## WORK TASK 1:
In the forum thread on dechlorinating tap water, how long does one poster say it takes chlorine to evaporate?
## WORK TASK 2:
From the forum thread on dechlorinating tap water, pull out the passage from "He did not say" to "the next WC." word for word.

# No need to dechlorinize tap water?



## PaulCheung (Apr 18, 2011)

I was told by an experienced aquarist that adding water conditioner will do more harm than good. If I let the tab water to sit it long enough (a few days?), the Chlorine will come up. Is that true?


----------



## effox (Apr 21, 2010)

I heard after the water filtration (uv?) project is completed we won't be having chlorine in our water, some time is 2013 I believe, so we might not need to worry about it anymore at that point if it were true.


----------



## target (Apr 21, 2010)

Sitting the water will let the chlorine out, and agitating the water will release it faster. I just have no room to store enough water for my water changes. I used to do that when I only had a 10g to worry about.


----------



## DianaHart (Apr 19, 2011)

is there chloramine in Vancouver tap water? chlorine will evaporate after 24 - 48 hours.


----------



## effox (Apr 21, 2010)

I believe we only have chlorine in our tap water.


----------



## target (Apr 21, 2010)

This thread discusses that in more detail. Depends on where in the lower mainland you live as to whether you will have chlorine or chloramine.

http://www.bcaquaria.com/forum/freshwater-chat-9/how-long-does-take-de-chlorinate-tap-water-4256/


----------



## 2wheelsx2 (Apr 21, 2010)

If you don't want to use dechlorinators you have 2 choices, age it in a holding tank or run it through a charcoal filter. There are domestic and commercial charcoal setups. If you're patient, you can use a Brita water filter.  What they will not do though, is bind heavy metals. If you choose to age the water, make sure you splash the water in to degas it and off gas as much chlorine as possible, or you can run a circulation pump to help the chlorine to evaporate.

What did this experienced hobbyist tell you was harmful in dechlorinators? I think we'd all like to know. Or is he referring to temperature differences and trapped gases in the pipes, which has nothing to do with the dechlorinator, but fresh tap water?


----------



## PaulCheung (Apr 18, 2011)

He did not say any specific harm.


----------



## PaulCheung (Apr 18, 2011)

I have a small 20 g tank. As soon as finish WC, I fill enough tap water in a small bucket and let it sit for a week for the next WC.


----------



## Rastapus (Apr 21, 2010)

Our tap water is loaded with heavy metals, silicates etc. Chlorine is the least of your worries with our tap water as I believe we have the lowest Chlorine concentration in Canada. Water conditioners are essential in binding up metals etc. I cant think of any reason a standard water conditioner would be harmful. Always better to be safe then sorry.

## ENTRIES SHOWN:
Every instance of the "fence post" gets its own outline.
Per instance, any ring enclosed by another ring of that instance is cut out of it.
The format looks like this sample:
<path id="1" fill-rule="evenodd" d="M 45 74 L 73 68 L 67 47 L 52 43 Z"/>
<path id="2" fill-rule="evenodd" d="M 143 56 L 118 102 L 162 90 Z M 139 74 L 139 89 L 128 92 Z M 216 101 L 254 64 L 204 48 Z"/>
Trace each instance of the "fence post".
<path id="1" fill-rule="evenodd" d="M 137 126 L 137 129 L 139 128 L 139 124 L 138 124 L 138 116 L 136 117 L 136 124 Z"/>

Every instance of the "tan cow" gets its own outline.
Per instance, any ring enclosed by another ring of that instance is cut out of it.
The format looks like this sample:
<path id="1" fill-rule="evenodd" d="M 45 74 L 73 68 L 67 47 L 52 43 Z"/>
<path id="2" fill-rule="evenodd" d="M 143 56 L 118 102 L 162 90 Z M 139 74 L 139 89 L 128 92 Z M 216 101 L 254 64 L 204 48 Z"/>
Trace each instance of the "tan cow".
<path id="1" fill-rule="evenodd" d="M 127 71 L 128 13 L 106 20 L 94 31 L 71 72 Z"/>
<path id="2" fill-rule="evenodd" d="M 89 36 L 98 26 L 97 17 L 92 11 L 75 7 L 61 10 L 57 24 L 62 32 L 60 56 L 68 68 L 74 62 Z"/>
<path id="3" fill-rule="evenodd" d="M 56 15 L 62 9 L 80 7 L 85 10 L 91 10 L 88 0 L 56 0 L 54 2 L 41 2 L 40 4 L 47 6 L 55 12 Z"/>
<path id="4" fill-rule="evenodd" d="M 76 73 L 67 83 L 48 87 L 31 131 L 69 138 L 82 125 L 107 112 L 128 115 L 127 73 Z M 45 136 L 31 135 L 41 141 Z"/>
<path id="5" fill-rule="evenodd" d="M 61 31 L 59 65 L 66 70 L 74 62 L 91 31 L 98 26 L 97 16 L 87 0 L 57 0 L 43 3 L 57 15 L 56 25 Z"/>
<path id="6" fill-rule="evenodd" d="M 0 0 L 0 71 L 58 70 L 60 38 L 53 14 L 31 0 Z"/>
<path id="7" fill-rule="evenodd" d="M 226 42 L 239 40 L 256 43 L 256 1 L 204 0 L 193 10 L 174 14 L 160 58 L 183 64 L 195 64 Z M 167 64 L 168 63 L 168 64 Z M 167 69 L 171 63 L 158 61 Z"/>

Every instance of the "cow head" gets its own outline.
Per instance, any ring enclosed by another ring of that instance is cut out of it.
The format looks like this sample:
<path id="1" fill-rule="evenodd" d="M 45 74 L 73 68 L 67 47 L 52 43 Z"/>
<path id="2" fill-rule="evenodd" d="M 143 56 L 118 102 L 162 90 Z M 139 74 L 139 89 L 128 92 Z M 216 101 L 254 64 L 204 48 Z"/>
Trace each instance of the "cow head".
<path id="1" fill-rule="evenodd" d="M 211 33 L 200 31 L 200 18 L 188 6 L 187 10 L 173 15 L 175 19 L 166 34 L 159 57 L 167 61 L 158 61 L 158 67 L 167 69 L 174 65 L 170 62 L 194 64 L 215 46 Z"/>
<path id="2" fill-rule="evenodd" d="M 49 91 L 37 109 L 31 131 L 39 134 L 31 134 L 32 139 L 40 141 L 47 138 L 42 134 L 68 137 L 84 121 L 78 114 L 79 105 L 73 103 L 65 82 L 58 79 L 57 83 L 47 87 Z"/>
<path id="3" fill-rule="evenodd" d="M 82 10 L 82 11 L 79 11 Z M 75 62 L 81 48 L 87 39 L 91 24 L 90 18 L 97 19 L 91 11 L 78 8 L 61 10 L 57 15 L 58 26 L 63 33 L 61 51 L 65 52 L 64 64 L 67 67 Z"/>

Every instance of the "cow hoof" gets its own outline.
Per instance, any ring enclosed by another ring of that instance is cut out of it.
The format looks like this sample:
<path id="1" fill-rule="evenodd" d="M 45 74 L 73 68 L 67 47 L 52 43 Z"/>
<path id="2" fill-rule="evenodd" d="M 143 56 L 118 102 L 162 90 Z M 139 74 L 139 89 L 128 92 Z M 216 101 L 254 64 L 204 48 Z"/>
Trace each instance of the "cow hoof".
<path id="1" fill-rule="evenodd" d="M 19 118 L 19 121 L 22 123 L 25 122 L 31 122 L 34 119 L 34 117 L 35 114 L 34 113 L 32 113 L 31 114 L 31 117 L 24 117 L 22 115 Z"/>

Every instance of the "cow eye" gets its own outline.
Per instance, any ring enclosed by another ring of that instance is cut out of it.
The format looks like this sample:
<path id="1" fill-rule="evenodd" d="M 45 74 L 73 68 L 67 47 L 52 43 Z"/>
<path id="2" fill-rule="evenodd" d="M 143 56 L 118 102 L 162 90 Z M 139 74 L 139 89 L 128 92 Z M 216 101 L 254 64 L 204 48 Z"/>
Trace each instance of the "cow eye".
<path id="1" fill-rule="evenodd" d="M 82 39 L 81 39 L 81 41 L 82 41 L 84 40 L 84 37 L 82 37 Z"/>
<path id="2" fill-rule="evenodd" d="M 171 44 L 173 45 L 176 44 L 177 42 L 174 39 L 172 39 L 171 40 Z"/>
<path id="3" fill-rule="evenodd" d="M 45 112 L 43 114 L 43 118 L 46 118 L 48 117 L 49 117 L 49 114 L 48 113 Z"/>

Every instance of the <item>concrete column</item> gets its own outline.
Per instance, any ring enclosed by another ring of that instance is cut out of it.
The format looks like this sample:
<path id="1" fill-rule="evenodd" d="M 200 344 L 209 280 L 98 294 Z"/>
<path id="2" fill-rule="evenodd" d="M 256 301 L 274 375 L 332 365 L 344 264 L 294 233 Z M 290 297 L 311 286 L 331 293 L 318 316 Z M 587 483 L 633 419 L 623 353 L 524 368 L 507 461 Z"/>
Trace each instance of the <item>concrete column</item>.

## ANSWER SECTION 1:
24 to 48 hours.

## ANSWER SECTION 2:
He did not say any specific harm.


----------



## PaulCheung (Apr 18, 2011)

I have a small 20 g tank. As soon as finish WC, I fill enough tap water in a small bucket and let it sit for a week for the next WC.